■ Given request ■
All material below is to be reproduced exactly.

>> start

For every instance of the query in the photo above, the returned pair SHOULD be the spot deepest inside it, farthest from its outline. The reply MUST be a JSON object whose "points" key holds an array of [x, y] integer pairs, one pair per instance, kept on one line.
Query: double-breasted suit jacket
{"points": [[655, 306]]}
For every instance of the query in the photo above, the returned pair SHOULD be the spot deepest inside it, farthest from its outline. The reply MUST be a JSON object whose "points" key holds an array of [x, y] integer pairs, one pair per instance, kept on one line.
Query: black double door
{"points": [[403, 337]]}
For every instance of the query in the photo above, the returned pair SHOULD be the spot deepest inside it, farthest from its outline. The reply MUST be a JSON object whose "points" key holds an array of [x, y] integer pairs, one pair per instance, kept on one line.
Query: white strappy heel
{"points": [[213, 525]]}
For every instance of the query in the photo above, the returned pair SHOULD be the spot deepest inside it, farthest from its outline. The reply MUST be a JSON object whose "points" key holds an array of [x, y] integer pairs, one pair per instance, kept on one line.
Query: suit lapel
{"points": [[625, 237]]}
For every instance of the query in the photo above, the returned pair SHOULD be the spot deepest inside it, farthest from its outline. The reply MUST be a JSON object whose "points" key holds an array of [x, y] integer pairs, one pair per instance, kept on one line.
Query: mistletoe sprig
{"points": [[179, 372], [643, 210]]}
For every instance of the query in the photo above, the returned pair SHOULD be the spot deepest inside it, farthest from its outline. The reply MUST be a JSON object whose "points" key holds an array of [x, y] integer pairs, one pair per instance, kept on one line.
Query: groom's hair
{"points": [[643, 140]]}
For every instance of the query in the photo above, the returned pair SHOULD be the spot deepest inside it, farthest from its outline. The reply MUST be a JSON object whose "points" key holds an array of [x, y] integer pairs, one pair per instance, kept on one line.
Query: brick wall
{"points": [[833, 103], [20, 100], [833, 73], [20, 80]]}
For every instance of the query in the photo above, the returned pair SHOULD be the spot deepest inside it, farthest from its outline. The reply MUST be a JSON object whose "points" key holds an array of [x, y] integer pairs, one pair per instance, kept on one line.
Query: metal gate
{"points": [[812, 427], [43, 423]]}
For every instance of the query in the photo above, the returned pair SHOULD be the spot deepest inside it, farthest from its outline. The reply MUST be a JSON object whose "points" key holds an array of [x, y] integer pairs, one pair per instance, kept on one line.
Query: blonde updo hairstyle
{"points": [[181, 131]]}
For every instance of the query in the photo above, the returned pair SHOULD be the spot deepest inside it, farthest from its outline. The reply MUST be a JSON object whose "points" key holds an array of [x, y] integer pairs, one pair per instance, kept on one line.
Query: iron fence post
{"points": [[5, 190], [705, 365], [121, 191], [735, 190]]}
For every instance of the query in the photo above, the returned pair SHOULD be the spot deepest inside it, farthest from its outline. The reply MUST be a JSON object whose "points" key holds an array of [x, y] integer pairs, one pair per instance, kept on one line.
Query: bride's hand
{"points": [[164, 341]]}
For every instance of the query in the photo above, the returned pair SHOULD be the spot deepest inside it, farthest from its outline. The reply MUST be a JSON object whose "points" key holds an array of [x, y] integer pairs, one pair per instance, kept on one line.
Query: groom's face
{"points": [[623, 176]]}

>> end

■ Task output ■
For every instance of the query in the photo above, the returned pair SHOULD be the spot deepest inside it, farthest from its outline. The reply MUST be a JSON object whose "points" key holds an array of [x, y] integer pairs, one pair per instance, kept on one line.
Query: double-breasted suit jacket
{"points": [[655, 306]]}
For every instance of the query in the photo above, the returned pair SHOULD be the spot deepest inside it, farthest from its outline. The reply MUST be a JSON object whose "points" key holds an array of [x, y] integer pairs, one pair per instance, kept on one line.
Query: black double door
{"points": [[403, 337]]}
For every instance of the query in the photo above, the returned pair SHOULD be the spot deepest inside it, farthest from its outline. The reply MUST be a JSON object whose "points" key holds an array of [x, y] integer pairs, one pair per instance, kept on one line.
Query: white strappy heel
{"points": [[213, 525]]}
For every instance of the query in the photo above, the returned pair SHOULD be the spot deepest inside it, farthest from its outline. The reply MUST be a JSON object whose "points" key holds an array of [x, y] integer pairs, one pair per instance, kept on one line.
Query: suit lapel
{"points": [[625, 237]]}
For every instance of the query in the photo above, the returned pair SHOULD be the spot deepest inside it, farthest from its outline. The reply MUST be a JSON object whose "points" key holds an array of [x, y] integer pairs, one pair per instance, kept on one line.
Query: mistletoe sprig
{"points": [[179, 372], [643, 210]]}
For every instance of the query in the photo above, the returned pair SHOULD be the spot deepest inside it, farthest from its outline. The reply MUST be a JSON object whose "points" key holds an array of [x, y] integer pairs, one pair per instance, kept on one line.
Query: groom's hair
{"points": [[643, 140]]}
For every instance of the query in the photo above, the returned pair SHOULD be the spot deepest inside it, farthest from its outline. The reply MUST be a JSON object whose "points" key holds an array of [x, y] integer pairs, one pair per instance, kept on one line.
Query: brick wall
{"points": [[833, 103], [20, 100], [833, 73], [20, 80]]}
For every instance of the query in the photo above, the returned pair SHOULD be the spot deepest inside it, farthest from its outline. The reply MUST be a JSON object whose "points" key holds an array of [x, y] integer pairs, one pair per instance, kept on one line.
Query: metal gate
{"points": [[812, 427], [43, 423]]}
For every instance of the query in the photo above, the returned pair SHOULD be the spot deepest inside it, farthest from its outline. The reply MUST be a JSON object whose "points" key holds an array of [x, y] integer pairs, one pair per instance, kept on one line.
Query: blonde updo hairstyle
{"points": [[181, 131]]}
For every instance of the query in the photo above, the returned pair SHOULD be the spot deepest inside it, farthest from its outline. The reply MUST be a JSON object whose "points" key holds an array of [x, y] integer pairs, one pair per instance, kept on one line.
Query: iron fence post
{"points": [[5, 190], [705, 365], [121, 191], [735, 190]]}
For every instance of the query in the photo above, the returned pair SHOULD be the spot deepest inside it, farthest from its outline. The reply MUST be a JSON object whose "points" key holds an array of [x, y] integer pairs, one pair per instance, kept on one line.
Query: bride's hand
{"points": [[164, 341]]}
For every instance of the query in the photo above, the returned pair SHOULD be the spot deepest inside it, farthest from its outline. The reply MUST be a JSON object whose "points" key holds an array of [x, y] integer pairs, one pair per instance, kept on one line.
Query: groom's face
{"points": [[623, 176]]}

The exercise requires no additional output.